**EXTRACT:**
Over the past decade, the lab has published numerous papers that show that acidification leaves some species of crab in trouble. Now, Foy said, there is a new question that they are trying to answer: what is the probability of acclimation?
“We’re looking at genetics,” he said. “We’ve started to look at cellular and molecular levels to say: Can this crab eventually make it? Or maybe if mom doesn’t make it, if she has enough offspring that are exposed, maybe a third of them can actually do OK … and then maybe their offspring survive.”
The female golden king crab that are currently hatching came from the Aleutian Islands. During the week the Foy brought a Kodiak Daily Mirror reporter into the lab, hundreds of thousands of crab embryos were hatching.
“She’s releasing her babies right now and we want to catch the babies,” said Foy. “Look in that bucket right there.”
Water was flowing from one tank into a much smaller container. Amidst the flow, just about visible, were miniscule golden king crab offspring. A female crab will release roughly 200,000 of them on average.
Some of these larvae will be raised in water that has a pH of 7.8, which is what they expect the level of the ocean to be in about 30-40 years. Others will be raised in water with a pH of 7.5, which is the level they expect the ocean to be in 50-80 years. They also raise crab in “ambient” tanks, which is filled with the sea water today. Blood will be taken from the animals on a regular basis and any genetic changes will be measured.
In a separate room, a crab larva was having its portrait taken under a microscope.
The microscope was rigged up to a camera, which was hooked up to a computer. Using a tiny pair of tweezers, biological technician Connor Cleary was delicately moving the larvae to show its tail, its spines, its beating heart. It looked almost like a full-color sonogram. Foy joked about the creature’s likeness to something out of the movies “Alien” or “Predator”.

**GIVEN DATA:**

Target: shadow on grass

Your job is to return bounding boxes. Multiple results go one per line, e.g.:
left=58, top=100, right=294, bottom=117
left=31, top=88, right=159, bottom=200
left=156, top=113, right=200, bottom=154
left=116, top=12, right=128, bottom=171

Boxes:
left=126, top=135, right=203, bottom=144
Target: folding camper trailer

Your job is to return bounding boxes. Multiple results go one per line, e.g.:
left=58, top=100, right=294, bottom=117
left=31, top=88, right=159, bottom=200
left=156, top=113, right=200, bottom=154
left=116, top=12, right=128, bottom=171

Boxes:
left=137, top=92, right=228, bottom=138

--

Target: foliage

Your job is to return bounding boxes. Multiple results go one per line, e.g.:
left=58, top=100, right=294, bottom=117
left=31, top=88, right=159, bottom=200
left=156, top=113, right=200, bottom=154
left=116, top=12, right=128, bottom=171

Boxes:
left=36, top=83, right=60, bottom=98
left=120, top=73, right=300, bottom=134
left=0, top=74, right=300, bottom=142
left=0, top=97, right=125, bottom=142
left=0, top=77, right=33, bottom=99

**ASSIGNMENT 1:** In the crab acidification text, swap "larvae" for "hatchlings" and write out the passage starting with "Some of these" and going on through "under a microscope.".
**ASSIGNMENT 2:** Render this sentence from the crab acidification text in Spanish: "Water was flowing from one tank into a much smaller container."

**ANSWER BOX 1:**
Some of these hatchlings will be raised in water that has a pH of 7.8, which is what they expect the level of the ocean to be in about 30-40 years. Others will be raised in water with a pH of 7.5, which is the level they expect the ocean to be in 50-80 years. They also raise crab in “ambient” tanks, which is filled with the sea water today. Blood will be taken from the animals on a regular basis and any genetic changes will be measured.
In a separate room, a crab larva was having its portrait taken under a microscope.

**ANSWER BOX 2:** El agua fluía de un tanque a un recipiente mucho más pequeño.